PROBLEM TO WORK ON. Every record should be written out exactly, please.

PROVIDED DATA.
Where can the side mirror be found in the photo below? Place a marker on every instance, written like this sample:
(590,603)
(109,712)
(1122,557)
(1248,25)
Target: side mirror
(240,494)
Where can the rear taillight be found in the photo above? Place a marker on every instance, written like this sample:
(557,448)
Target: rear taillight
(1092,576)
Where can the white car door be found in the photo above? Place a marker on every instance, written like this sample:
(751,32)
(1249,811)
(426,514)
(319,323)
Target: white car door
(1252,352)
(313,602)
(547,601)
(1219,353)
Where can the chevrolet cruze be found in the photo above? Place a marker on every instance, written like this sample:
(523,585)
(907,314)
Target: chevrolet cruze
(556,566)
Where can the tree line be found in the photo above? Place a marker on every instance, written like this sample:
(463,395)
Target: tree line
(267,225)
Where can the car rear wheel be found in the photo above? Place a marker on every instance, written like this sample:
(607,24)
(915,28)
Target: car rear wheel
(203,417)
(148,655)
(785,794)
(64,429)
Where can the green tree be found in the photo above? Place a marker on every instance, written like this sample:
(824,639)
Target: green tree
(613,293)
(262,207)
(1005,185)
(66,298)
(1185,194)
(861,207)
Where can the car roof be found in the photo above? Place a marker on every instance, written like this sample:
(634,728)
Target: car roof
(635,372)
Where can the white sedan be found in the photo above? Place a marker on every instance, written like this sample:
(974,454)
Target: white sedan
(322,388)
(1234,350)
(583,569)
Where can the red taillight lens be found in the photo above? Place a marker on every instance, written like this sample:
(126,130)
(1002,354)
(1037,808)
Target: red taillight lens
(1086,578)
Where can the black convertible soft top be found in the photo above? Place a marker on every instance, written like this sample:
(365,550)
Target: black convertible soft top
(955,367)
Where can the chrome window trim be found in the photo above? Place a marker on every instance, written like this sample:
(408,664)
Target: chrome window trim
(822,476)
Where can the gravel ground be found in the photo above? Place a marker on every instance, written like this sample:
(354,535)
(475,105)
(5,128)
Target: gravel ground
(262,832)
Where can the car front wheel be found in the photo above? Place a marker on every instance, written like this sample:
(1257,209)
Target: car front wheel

TASK OUTPUT.
Where can the side mirror be found in the photo below? Place a marker on every instance, written like this sample:
(590,603)
(109,712)
(1122,557)
(1248,25)
Target: side mirror
(240,494)
Where can the rear taillight be found in the photo above? Place a marker on every instance, written like this sample:
(557,448)
Target: rear taillight
(1092,576)
Where can the white car door be found in the photo above? Place a marker on every instance, written like this sample:
(751,32)
(1249,811)
(426,514)
(319,323)
Target: white car door
(1252,352)
(313,602)
(547,601)
(1219,353)
Where can the chevrolet cruze be found in the photo above? Place a marker on every instance, written like this sample:
(523,585)
(907,314)
Target: chevrolet cruze
(556,566)
Where can the tree line be found in the photo above? Place a marker on every instance, written like this sample:
(463,395)
Target: tree line
(267,225)
Where can the car rear wheel be found in the photo above? Place a marker on every instance, written like this sample:
(607,24)
(915,28)
Target: car rear wheel
(203,417)
(148,655)
(785,794)
(64,429)
Where can the green tree be found in the photo above? Place a marker on every instance, written like this sample:
(824,639)
Target: green tree
(613,293)
(262,207)
(1005,185)
(66,298)
(1185,194)
(861,207)
Where can the car roof be found in the photo above? Place a marker on every instance, written like this sample:
(634,728)
Target: car roof
(635,372)
Where can the white sedan be found in the photo above? Place a marker on every instance, written like this sample:
(974,454)
Target: white sedan
(322,388)
(1234,350)
(583,569)
Where can the red taillight lens be found in the photo above? Place a marker on every instance, written like this sample:
(126,130)
(1002,354)
(1037,808)
Target: red taillight lens
(1086,578)
Where can the black convertible soft top be found in the photo above? Place a marker on every instance, written like this sample:
(365,550)
Target: black convertible soft top
(955,367)
Where can the chrome window trim be found in the photo above? Place a marker on every instance, written like this sample:
(408,664)
Target: chrome window trim
(822,476)
Where can the gravel ground be found in the photo above? Place a marker on every instance, written like this sample:
(354,535)
(475,105)
(5,128)
Target: gravel ground
(262,832)
Where can the car front wheel be found in the photo above? Place a marker on every instance, written like this sample:
(1257,209)
Target: car front wheel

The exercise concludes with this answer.